Siena
I grew up within walking distance of Siena’s old campus basketball arena—the one they played in until 1995, when they permanently moved the games to the big arena in downtown Albany—and when the weather was nice we would sometimes walk, since the parking lot was absurdly small for the 3000 people they always packed into that tiny place.
I have seen unbelievable highs with this team—Marc Brown scoring 32 as we won as a #14 seed in 1989, our first NCAA appearance; making the tourney three straight times, 2008-2010; taking #1 Louisville to the wire in the second round in 2009, surely our best team ever.
And I’ve seen miserable lows—losing in the first round of the conference tournament as the #1 seed in 1988; watching the team fall apart multiple times as great coach after great coach left for bigger schools. Deane to Marquette. Hewitt to Georgia Tech. Orr to Seton Hall. McCaffrey to Iowa. It’s just how it goes in the mid-majors. And almost certainly how it’s going to go when Gerry Mac leaves for Syracuse.
I’ve seen us absolutely smoke power conference teams in the first round of the tourney (Vanderbilt, 2008). And I’ve seen us get absolutely smoked in the first round (Arkansas, 1998).
But I’ve never seen anything like today.
It really felt like we had them. Duke. We had them. Five MAAC starters go the whole 40 and take down Duke. It was right there. I was pacing around my living room the entire game, but it was as much giddy as nervous. I was sane enough to live blog. We had them.
Utterly outplayed them in the first half. Not Hung In There. Not Battled. Just Absolutely Blew Them Out Of The Gym. A buddy texted me, “why do we look like an ACC team right now?” This wasn’t even a good Siena team. A mediocre conference season. Zero quality non-conference wins. No depth. It was impossible to watch that first half and reconcile it with Duke losing just 1 ACC game this year, and Siena losing 7 MAAC games.

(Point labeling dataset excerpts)

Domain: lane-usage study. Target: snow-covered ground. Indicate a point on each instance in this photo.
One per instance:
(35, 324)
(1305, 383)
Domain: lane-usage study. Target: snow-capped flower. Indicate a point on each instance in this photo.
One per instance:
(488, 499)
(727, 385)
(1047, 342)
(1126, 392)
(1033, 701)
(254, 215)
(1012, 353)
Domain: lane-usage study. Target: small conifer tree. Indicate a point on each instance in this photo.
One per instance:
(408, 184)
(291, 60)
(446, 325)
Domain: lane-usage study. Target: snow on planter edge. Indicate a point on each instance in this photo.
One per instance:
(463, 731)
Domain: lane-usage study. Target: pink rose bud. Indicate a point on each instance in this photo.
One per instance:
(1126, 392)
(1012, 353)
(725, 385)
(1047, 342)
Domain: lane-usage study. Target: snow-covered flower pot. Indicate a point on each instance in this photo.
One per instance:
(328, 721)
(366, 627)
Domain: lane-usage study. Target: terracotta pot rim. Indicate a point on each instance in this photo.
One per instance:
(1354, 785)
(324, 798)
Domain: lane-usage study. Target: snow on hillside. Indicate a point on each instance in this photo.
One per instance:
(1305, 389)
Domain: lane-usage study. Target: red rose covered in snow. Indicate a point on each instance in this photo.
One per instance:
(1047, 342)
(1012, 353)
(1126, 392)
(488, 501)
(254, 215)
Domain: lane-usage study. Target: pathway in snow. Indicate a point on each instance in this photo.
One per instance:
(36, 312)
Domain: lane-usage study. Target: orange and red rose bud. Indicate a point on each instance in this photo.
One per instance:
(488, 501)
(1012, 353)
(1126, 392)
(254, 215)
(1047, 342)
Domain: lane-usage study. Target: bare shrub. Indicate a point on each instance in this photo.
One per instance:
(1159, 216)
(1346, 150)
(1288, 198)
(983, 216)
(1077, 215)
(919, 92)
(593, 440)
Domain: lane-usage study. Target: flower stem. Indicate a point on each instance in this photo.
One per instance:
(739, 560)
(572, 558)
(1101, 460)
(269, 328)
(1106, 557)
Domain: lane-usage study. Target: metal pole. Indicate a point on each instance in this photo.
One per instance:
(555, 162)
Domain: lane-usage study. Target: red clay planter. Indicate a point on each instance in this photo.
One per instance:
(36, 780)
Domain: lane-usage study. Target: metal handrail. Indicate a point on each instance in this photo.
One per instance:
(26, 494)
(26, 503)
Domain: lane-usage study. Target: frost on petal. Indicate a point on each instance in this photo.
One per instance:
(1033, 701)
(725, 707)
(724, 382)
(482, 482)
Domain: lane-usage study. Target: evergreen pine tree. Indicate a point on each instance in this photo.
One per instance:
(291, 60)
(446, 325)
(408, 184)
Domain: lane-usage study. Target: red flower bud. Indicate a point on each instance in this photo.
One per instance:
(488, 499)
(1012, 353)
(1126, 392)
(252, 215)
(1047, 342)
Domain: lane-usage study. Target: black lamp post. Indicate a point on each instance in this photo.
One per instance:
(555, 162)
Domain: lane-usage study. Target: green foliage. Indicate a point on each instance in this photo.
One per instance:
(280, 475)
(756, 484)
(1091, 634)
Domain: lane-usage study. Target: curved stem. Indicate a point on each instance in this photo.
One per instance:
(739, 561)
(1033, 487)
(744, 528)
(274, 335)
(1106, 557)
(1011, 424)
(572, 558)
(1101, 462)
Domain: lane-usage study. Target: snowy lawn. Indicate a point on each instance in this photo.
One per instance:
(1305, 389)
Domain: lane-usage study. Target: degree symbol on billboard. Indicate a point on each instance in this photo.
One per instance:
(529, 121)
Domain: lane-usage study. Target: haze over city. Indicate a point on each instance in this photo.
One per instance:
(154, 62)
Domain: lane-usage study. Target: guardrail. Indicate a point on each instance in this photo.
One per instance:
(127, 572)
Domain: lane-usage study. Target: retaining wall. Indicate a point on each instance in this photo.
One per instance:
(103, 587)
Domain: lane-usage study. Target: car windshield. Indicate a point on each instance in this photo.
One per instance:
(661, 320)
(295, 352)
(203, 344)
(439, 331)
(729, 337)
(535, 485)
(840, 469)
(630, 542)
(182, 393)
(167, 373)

▶ **Written exercise 1**: Transcribe the whole Siena basketball post word for word.
▶ **Written exercise 2**: From the records, restate word for word the lines running from the line with "Domain: lane-usage study. Target: green" up to and including the line with "(1091, 634)", and give only those lines.

▶ **Exercise response 1**:
Siena
I grew up within walking distance of Siena’s old campus basketball arena—the one they played in until 1995, when they permanently moved the games to the big arena in downtown Albany—and when the weather was nice we would sometimes walk, since the parking lot was absurdly small for the 3000 people they always packed into that tiny place.
I have seen unbelievable highs with this team—Marc Brown scoring 32 as we won as a #14 seed in 1989, our first NCAA appearance; making the tourney three straight times, 2008-2010; taking #1 Louisville to the wire in the second round in 2009, surely our best team ever.
And I’ve seen miserable lows—losing in the first round of the conference tournament as the #1 seed in 1988; watching the team fall apart multiple times as great coach after great coach left for bigger schools. Deane to Marquette. Hewitt to Georgia Tech. Orr to Seton Hall. McCaffrey to Iowa. It’s just how it goes in the mid-majors. And almost certainly how it’s going to go when Gerry Mac leaves for Syracuse.
I’ve seen us absolutely smoke power conference teams in the first round of the tourney (Vanderbilt, 2008). And I’ve seen us get absolutely smoked in the first round (Arkansas, 1998).
But I’ve never seen anything like today.
It really felt like we had them. Duke. We had them. Five MAAC starters go the whole 40 and take down Duke. It was right there. I was pacing around my living room the entire game, but it was as much giddy as nervous. I was sane enough to live blog. We had them.
Utterly outplayed them in the first half. Not Hung In There. Not Battled. Just Absolutely Blew Them Out Of The Gym. A buddy texted me, “why do we look like an ACC team right now?” This wasn’t even a good Siena team. A mediocre conference season. Zero quality non-conference wins. No depth. It was impossible to watch that first half and reconcile it with Duke losing just 1 ACC game this year, and Siena losing 7 MAAC games.

▶ **Exercise response 2**:
Domain: lane-usage study. Target: green foliage. Indicate a point on each instance in this photo.
One per instance:
(280, 475)
(756, 484)
(1091, 634)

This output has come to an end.